#### [Supplied passage]
>>>

Sailor Wife By Andrea Caswell

They Say
Ten years ago, I married a sailor. They say sailors swear a lot, but my husband barely does. Actually, he’s kind of a disappointment in that area. I can swear him under the table, usually within the first few minutes of watching a football game. And as far as being drunken, my sailor rarely is. I think it’s because he was drunken a lot in college, and a lot after that. Still, we keep a healthy supply of rum on hand and limes to fend off scurvy. 

My sailor is superstitious. They say you should never leave port on a Friday, and he won’t, not for a voyage anyway. If it’s a day sail and he’ll be back within a few hours (theoretically), I think he’d go if the conditions and his schedule aligned. But conditions on the ocean are hard to predict, even with fancy satellites and computer models.

<<<

#### [Supplied records]
>>>

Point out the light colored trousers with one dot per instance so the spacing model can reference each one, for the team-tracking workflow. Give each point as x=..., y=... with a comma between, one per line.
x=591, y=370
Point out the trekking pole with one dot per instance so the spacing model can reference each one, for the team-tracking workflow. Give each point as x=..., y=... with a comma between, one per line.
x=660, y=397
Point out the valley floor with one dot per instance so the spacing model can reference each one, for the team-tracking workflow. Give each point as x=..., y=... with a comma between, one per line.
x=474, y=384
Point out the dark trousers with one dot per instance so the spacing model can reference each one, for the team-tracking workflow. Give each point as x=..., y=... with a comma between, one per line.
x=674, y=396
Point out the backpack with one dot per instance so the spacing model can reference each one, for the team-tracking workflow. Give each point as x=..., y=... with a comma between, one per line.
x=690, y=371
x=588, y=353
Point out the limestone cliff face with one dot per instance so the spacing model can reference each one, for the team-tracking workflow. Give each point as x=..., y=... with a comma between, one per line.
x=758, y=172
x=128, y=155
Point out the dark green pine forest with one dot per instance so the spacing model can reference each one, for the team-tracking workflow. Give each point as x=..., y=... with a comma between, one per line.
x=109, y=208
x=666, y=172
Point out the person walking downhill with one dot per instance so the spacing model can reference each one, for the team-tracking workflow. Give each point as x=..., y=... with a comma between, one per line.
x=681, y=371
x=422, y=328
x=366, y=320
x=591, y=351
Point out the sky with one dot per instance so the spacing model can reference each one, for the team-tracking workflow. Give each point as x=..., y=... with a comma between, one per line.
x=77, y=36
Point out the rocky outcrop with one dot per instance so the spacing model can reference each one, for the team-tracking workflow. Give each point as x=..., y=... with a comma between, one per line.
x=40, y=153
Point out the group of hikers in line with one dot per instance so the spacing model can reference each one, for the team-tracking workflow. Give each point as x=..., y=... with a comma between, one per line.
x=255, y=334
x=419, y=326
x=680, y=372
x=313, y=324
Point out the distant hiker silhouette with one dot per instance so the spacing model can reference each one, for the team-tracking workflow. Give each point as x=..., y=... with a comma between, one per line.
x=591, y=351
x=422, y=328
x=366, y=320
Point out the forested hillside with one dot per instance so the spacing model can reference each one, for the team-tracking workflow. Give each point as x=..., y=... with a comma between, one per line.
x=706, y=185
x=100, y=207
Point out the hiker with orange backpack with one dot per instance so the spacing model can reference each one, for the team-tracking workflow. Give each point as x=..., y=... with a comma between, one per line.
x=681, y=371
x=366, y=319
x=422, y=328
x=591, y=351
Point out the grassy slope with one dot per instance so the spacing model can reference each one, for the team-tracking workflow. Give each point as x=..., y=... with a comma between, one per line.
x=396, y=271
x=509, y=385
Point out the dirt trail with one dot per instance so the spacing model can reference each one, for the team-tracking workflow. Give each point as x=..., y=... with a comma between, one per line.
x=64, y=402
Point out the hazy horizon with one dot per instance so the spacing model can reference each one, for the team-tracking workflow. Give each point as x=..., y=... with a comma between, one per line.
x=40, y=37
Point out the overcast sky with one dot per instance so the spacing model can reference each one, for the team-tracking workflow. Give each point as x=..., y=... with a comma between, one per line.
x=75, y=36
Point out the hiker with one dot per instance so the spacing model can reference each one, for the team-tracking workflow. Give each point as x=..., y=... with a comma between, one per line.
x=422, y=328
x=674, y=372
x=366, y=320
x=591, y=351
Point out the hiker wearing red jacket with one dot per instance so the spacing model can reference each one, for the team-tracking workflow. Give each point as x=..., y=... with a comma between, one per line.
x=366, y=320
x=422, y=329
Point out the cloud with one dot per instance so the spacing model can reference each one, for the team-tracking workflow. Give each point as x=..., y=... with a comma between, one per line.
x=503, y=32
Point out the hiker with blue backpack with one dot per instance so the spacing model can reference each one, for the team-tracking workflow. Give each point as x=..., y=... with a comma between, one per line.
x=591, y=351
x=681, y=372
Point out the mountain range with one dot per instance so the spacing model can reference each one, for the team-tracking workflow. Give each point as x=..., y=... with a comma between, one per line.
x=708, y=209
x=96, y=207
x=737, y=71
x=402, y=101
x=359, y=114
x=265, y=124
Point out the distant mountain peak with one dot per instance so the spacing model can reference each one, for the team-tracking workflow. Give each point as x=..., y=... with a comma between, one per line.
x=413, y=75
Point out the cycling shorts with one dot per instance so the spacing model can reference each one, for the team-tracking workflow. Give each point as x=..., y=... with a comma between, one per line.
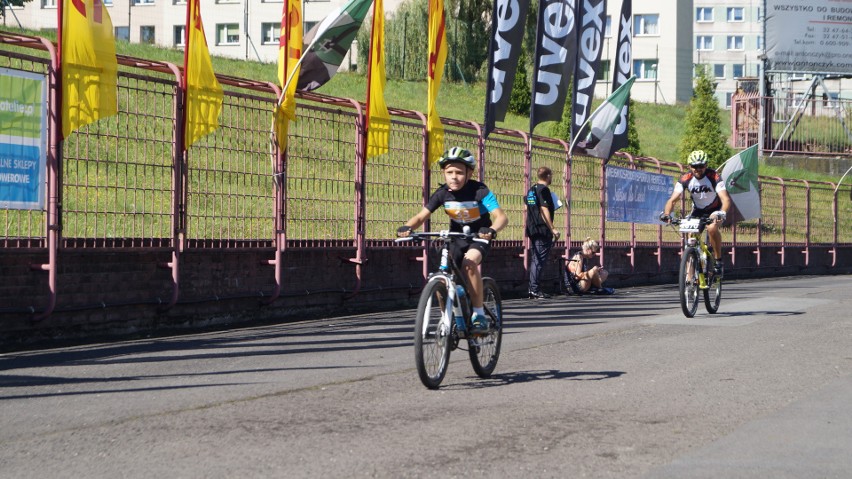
x=460, y=246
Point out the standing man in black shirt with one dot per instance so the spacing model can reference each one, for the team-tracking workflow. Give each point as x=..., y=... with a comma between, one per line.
x=540, y=228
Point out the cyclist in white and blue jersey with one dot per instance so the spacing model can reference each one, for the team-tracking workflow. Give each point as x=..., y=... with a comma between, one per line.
x=468, y=203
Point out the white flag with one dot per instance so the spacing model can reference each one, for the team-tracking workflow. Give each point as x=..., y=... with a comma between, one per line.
x=740, y=177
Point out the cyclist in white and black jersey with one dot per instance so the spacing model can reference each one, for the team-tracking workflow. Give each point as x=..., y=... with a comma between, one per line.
x=468, y=203
x=709, y=199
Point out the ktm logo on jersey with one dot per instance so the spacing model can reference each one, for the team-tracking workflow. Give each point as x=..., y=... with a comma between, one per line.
x=700, y=189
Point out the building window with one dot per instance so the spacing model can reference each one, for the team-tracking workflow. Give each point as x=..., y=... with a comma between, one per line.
x=735, y=14
x=179, y=39
x=269, y=33
x=147, y=34
x=603, y=72
x=735, y=42
x=737, y=70
x=704, y=14
x=227, y=34
x=645, y=69
x=122, y=33
x=646, y=24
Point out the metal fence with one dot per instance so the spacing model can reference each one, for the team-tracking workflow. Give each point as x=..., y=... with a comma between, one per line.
x=812, y=126
x=122, y=183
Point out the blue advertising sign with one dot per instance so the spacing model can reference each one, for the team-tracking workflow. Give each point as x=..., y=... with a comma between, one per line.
x=23, y=139
x=634, y=196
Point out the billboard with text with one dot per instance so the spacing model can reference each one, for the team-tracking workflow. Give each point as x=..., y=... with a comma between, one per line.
x=809, y=36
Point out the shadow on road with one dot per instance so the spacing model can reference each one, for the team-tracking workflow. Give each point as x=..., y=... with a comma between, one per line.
x=519, y=377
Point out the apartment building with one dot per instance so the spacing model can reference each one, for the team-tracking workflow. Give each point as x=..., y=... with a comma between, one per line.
x=248, y=29
x=662, y=51
x=729, y=42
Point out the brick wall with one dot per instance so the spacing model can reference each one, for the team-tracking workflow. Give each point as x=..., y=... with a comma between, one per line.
x=120, y=292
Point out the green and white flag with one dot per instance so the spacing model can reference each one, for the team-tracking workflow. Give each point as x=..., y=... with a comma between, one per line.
x=328, y=42
x=740, y=177
x=602, y=123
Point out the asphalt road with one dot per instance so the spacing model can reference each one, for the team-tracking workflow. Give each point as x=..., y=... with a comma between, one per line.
x=619, y=386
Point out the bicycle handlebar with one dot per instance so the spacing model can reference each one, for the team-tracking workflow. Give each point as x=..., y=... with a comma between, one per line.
x=447, y=234
x=705, y=220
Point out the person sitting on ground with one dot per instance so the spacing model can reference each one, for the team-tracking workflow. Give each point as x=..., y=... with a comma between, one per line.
x=582, y=278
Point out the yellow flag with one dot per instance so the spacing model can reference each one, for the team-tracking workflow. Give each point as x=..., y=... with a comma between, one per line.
x=378, y=126
x=203, y=92
x=289, y=52
x=88, y=64
x=437, y=59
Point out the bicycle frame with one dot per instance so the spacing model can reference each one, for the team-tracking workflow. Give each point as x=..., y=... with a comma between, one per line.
x=443, y=318
x=695, y=234
x=447, y=272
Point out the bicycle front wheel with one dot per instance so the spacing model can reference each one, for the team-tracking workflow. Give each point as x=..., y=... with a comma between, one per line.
x=484, y=350
x=713, y=293
x=432, y=335
x=688, y=282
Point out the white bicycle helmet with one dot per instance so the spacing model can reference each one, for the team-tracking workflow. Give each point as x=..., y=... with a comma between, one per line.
x=457, y=155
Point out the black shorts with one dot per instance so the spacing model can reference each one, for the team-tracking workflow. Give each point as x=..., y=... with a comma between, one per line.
x=460, y=246
x=703, y=212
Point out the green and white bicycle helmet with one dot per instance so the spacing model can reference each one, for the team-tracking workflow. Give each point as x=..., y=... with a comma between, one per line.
x=697, y=158
x=457, y=155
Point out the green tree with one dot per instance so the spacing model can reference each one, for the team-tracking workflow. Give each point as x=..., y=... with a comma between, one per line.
x=406, y=46
x=5, y=4
x=520, y=99
x=703, y=124
x=633, y=147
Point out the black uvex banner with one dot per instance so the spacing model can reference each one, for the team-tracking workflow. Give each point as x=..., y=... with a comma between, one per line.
x=507, y=33
x=555, y=53
x=623, y=68
x=590, y=31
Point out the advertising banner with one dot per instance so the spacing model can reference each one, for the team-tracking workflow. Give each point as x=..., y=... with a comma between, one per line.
x=23, y=139
x=634, y=196
x=809, y=36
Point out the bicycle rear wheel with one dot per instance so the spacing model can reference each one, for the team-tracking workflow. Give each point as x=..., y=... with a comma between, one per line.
x=432, y=335
x=484, y=350
x=688, y=282
x=713, y=293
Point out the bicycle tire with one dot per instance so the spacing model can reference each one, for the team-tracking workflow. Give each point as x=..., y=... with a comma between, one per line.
x=432, y=336
x=484, y=350
x=713, y=293
x=688, y=281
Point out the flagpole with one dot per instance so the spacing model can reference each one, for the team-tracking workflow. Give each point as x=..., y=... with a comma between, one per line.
x=183, y=79
x=580, y=131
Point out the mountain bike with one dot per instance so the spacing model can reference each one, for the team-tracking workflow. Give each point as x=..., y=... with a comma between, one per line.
x=696, y=267
x=444, y=315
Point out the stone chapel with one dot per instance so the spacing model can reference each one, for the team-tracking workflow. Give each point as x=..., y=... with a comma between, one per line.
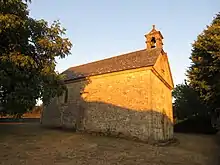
x=127, y=95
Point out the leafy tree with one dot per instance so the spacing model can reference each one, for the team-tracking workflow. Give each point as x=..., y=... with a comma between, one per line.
x=187, y=103
x=28, y=52
x=204, y=72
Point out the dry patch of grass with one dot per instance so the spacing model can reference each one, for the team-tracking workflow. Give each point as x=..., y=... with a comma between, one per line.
x=30, y=144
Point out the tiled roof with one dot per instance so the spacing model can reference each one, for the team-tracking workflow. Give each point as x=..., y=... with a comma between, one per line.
x=133, y=60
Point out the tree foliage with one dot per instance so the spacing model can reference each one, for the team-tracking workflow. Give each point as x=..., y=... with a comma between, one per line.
x=187, y=103
x=204, y=72
x=28, y=48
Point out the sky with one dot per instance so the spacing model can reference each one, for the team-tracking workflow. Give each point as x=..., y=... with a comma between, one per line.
x=100, y=29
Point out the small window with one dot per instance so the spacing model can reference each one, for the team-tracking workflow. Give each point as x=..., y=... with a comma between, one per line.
x=153, y=42
x=66, y=96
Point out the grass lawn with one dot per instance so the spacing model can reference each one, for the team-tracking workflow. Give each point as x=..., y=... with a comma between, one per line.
x=32, y=145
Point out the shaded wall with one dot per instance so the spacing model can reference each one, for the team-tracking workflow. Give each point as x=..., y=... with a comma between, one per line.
x=116, y=103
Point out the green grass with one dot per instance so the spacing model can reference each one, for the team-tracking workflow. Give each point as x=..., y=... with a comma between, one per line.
x=31, y=144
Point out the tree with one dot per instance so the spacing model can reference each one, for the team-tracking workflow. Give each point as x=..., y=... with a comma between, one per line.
x=187, y=103
x=28, y=48
x=204, y=72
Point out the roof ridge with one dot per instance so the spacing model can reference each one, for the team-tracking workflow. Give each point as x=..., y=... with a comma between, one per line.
x=131, y=60
x=124, y=54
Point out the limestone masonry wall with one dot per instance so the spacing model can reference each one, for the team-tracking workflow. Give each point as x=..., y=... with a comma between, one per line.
x=132, y=103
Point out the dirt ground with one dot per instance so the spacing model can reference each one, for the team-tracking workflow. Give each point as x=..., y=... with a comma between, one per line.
x=32, y=145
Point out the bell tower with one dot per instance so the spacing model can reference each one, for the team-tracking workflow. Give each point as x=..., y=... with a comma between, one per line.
x=154, y=39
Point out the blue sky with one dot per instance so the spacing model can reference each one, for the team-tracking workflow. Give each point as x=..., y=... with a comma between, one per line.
x=100, y=29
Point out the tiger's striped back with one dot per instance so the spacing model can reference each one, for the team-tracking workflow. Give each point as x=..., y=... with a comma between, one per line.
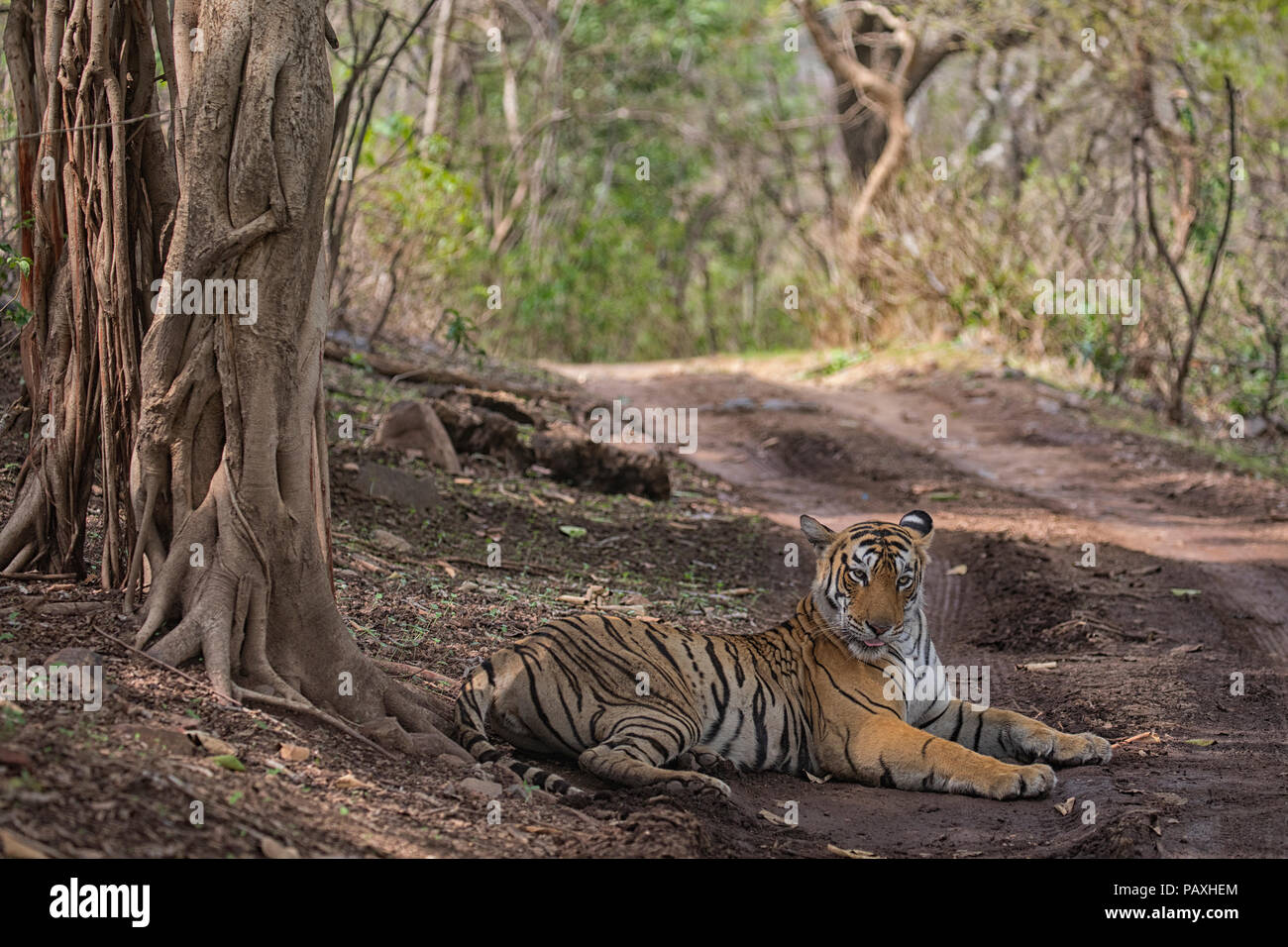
x=626, y=696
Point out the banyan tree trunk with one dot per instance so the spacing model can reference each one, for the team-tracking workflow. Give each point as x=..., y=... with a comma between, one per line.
x=231, y=466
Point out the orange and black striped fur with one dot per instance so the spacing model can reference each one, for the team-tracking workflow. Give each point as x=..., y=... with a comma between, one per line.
x=625, y=697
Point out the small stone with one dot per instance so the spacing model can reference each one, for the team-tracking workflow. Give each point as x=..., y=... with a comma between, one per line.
x=480, y=788
x=386, y=540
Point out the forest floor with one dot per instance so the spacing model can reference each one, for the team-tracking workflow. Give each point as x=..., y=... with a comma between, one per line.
x=1189, y=587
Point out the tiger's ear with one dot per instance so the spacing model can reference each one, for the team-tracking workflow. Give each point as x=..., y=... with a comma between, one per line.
x=818, y=535
x=919, y=523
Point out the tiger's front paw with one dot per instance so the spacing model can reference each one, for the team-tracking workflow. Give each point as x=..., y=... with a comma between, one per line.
x=698, y=784
x=1024, y=783
x=1080, y=750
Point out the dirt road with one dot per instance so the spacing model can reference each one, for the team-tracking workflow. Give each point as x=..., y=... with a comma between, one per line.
x=1179, y=628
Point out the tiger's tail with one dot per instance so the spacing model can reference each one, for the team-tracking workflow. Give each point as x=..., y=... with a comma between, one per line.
x=472, y=709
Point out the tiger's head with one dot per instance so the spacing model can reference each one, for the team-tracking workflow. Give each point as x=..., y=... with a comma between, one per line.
x=867, y=586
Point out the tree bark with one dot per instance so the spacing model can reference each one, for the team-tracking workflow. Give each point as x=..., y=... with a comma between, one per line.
x=230, y=476
x=93, y=175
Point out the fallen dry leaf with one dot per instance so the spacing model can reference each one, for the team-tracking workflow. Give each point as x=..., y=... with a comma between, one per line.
x=18, y=847
x=351, y=781
x=294, y=754
x=851, y=852
x=1147, y=735
x=271, y=848
x=1037, y=667
x=211, y=744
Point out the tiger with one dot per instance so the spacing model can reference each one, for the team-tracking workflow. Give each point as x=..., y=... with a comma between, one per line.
x=819, y=693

<<<

#### [To do]
Reproduce word for word the stretch of the sailor essay above, from "Sailor Wife By" through "fend off scurvy.".

#### [Written solution]
Sailor Wife By Andrea Caswell

They Say
Ten years ago, I married a sailor. They say sailors swear a lot, but my husband barely does. Actually, he’s kind of a disappointment in that area. I can swear him under the table, usually within the first few minutes of watching a football game. And as far as being drunken, my sailor rarely is. I think it’s because he was drunken a lot in college, and a lot after that. Still, we keep a healthy supply of rum on hand and limes to fend off scurvy.